= EXERCISE =
Arrange everything in the material from the line containing "at sticker on this basis." down to the line containing "(1015, 192)", both included, as a JSON list of strings, one per line, with blank lines left out.

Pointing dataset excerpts

#####

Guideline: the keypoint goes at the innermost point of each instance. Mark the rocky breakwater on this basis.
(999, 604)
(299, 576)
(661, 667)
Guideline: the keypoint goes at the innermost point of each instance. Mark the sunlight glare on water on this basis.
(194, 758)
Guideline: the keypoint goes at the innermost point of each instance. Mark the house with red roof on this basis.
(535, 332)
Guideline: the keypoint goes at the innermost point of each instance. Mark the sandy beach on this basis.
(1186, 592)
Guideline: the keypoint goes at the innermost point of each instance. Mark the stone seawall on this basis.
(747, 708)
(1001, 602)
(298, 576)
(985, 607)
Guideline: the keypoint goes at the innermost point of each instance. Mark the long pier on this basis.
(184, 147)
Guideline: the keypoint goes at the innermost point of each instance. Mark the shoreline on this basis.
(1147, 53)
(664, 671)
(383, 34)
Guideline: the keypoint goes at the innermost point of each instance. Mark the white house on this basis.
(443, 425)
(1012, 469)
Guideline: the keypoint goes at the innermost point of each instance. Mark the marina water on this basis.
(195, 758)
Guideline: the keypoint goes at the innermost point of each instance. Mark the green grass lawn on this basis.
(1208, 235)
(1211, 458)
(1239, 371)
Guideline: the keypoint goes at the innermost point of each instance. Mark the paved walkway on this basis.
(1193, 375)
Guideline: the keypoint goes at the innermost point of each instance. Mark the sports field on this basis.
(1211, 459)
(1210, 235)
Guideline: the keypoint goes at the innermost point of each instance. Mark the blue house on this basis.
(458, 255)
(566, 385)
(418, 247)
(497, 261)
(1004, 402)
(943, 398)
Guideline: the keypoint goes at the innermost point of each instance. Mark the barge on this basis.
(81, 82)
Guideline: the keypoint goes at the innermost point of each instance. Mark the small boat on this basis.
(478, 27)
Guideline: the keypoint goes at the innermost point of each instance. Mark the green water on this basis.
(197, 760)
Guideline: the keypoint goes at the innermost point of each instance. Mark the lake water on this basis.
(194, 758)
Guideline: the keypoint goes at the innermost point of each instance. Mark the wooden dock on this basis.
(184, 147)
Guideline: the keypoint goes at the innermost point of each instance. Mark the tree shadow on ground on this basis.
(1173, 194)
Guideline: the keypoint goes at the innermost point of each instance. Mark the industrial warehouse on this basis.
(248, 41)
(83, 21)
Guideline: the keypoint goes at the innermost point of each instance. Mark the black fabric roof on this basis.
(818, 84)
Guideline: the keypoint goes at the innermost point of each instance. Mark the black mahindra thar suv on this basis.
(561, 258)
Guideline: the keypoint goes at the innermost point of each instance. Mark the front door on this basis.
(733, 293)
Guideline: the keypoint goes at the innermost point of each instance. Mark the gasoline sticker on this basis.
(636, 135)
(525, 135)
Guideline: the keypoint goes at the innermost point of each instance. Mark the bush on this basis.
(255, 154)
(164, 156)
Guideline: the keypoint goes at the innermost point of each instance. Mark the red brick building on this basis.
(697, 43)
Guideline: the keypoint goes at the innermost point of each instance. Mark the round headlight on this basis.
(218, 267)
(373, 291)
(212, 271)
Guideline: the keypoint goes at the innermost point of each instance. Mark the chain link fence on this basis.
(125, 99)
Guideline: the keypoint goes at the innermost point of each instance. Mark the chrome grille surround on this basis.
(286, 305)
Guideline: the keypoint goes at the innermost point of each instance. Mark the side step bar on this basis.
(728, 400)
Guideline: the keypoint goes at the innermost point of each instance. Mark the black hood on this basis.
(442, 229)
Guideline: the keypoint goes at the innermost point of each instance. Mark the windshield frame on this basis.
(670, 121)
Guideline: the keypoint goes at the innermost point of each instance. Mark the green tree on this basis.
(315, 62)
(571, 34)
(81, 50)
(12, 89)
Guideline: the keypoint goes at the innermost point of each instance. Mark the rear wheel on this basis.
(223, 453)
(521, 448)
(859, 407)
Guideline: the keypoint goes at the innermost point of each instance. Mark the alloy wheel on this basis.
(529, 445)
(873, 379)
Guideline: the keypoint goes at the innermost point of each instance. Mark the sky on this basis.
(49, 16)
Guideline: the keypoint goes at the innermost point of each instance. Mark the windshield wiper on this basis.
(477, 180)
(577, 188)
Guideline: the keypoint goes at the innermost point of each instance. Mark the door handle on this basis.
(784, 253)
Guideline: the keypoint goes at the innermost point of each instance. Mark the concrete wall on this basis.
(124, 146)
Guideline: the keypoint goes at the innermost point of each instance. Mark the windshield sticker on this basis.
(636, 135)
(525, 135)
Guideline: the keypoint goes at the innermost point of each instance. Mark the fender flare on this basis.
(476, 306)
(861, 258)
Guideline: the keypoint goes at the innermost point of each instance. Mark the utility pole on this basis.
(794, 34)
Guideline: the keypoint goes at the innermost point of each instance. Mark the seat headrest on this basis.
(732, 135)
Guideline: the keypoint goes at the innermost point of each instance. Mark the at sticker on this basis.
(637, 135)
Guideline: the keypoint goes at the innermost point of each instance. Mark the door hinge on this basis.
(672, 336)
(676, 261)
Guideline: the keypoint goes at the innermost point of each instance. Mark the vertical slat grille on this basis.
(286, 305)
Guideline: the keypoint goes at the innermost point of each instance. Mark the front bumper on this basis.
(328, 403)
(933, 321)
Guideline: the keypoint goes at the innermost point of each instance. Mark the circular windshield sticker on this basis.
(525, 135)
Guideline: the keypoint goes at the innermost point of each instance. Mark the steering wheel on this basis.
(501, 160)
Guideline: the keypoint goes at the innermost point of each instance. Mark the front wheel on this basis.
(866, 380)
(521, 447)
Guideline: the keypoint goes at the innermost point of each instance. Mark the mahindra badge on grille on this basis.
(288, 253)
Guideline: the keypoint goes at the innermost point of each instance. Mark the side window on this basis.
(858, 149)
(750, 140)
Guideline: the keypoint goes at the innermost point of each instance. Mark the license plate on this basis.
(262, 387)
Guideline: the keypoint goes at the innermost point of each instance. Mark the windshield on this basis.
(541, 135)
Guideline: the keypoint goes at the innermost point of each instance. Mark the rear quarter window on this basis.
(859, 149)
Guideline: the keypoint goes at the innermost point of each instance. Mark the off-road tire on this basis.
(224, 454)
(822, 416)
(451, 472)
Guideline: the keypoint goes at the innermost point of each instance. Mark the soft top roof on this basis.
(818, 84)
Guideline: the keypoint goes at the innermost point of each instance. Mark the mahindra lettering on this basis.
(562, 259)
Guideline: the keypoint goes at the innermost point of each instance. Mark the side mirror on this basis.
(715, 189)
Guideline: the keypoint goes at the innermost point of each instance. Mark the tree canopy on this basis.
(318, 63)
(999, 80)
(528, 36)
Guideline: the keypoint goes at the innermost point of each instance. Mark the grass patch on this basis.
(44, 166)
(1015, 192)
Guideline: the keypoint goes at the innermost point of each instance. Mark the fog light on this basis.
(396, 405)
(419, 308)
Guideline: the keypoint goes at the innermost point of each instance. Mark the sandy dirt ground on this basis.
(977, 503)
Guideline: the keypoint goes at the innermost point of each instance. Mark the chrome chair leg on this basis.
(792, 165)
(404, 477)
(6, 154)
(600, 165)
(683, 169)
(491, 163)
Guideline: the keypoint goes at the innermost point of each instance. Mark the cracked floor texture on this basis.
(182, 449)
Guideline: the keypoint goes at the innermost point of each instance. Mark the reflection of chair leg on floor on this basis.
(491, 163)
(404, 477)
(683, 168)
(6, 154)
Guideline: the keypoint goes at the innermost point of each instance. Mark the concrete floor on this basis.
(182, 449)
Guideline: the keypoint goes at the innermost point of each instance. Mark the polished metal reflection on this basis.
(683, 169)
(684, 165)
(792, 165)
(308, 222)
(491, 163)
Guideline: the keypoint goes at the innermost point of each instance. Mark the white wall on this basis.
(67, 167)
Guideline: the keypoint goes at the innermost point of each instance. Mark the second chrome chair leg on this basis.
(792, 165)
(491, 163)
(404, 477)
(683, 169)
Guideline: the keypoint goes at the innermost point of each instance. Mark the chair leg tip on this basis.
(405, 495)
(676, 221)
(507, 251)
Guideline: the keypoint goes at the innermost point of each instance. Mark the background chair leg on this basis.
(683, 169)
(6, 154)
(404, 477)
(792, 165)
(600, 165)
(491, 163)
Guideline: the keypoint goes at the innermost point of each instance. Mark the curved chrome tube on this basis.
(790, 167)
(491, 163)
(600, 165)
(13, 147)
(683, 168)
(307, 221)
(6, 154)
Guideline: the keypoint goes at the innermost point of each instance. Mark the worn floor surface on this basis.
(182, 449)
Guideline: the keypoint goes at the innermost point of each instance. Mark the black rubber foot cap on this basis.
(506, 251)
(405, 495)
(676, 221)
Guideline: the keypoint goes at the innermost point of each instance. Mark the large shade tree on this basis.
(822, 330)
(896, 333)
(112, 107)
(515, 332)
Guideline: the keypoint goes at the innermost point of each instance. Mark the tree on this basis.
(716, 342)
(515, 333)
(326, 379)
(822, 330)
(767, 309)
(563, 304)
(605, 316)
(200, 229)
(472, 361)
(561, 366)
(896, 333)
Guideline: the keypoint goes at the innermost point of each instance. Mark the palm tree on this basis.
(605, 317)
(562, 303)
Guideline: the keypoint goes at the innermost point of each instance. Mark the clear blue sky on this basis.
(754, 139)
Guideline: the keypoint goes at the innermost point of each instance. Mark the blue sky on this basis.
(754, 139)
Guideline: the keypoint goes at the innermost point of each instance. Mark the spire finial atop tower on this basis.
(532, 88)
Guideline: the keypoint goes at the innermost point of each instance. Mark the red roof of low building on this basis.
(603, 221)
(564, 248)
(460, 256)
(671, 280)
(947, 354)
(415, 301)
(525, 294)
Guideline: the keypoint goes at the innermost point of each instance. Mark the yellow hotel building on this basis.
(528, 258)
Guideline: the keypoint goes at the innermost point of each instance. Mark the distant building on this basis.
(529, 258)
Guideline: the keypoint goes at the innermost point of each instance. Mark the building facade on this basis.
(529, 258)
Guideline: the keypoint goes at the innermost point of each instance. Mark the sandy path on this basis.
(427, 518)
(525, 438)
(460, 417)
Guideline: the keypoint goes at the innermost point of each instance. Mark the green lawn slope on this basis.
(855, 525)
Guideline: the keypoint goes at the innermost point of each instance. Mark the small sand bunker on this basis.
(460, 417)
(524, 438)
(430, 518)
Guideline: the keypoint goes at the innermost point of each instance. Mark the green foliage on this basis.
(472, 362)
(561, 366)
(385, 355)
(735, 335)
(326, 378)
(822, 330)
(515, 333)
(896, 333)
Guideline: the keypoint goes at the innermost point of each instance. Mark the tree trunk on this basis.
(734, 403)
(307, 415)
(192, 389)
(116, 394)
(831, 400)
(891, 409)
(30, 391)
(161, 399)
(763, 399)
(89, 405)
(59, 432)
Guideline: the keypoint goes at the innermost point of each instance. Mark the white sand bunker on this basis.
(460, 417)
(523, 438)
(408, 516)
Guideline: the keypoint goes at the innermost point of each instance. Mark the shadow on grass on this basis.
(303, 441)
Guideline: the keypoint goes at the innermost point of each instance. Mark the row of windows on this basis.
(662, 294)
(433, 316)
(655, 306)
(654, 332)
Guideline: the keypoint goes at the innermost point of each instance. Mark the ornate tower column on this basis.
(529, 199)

#####

= ANSWER TO THIS PROBLEM =
[
  "Guideline: the keypoint goes at the innermost point of each instance. Mark the at sticker on this basis.",
  "(637, 135)",
  "Guideline: the keypoint goes at the innermost point of each instance. Mark the door hinge on this basis.",
  "(672, 336)",
  "(676, 261)",
  "Guideline: the keypoint goes at the innermost point of each instance. Mark the vertical slat grille on this basis.",
  "(286, 305)",
  "Guideline: the keypoint goes at the innermost point of each instance. Mark the front bumper on this basis.",
  "(328, 403)",
  "(933, 321)",
  "Guideline: the keypoint goes at the innermost point of each instance. Mark the circular windshield sticker on this basis.",
  "(525, 135)",
  "Guideline: the keypoint goes at the innermost point of each instance. Mark the steering wheel on this basis.",
  "(501, 160)",
  "Guideline: the keypoint goes at the innermost point of each instance. Mark the front wheel on this basis.",
  "(866, 380)",
  "(521, 447)",
  "Guideline: the keypoint goes at the innermost point of each instance. Mark the mahindra badge on grille on this basis.",
  "(288, 253)",
  "Guideline: the keypoint goes at the innermost point of each instance. Mark the side window on this basis.",
  "(858, 149)",
  "(750, 140)",
  "Guideline: the keypoint goes at the innermost point of each instance. Mark the license plate on this basis.",
  "(262, 387)",
  "Guideline: the keypoint goes at the innermost point of each instance. Mark the windshield on this basis.",
  "(541, 135)",
  "Guideline: the keypoint goes at the innermost point of each instance. Mark the rear quarter window on this basis.",
  "(859, 149)",
  "Guideline: the keypoint goes at the innermost point of each instance. Mark the off-road tire on this basis.",
  "(224, 454)",
  "(822, 416)",
  "(451, 472)",
  "Guideline: the keypoint goes at the innermost point of each instance. Mark the soft top roof on this basis.",
  "(818, 84)",
  "Guideline: the keypoint goes at the innermost point of each instance. Mark the mahindra lettering on this basis.",
  "(562, 259)",
  "Guideline: the keypoint goes at the innermost point of each instance. Mark the side mirror on this basis.",
  "(715, 189)",
  "Guideline: the keypoint goes at the innermost point of each instance. Mark the tree canopy on this basis.",
  "(318, 63)",
  "(999, 80)",
  "(528, 36)",
  "Guideline: the keypoint goes at the innermost point of each instance. Mark the grass patch on this basis.",
  "(44, 166)",
  "(1015, 192)"
]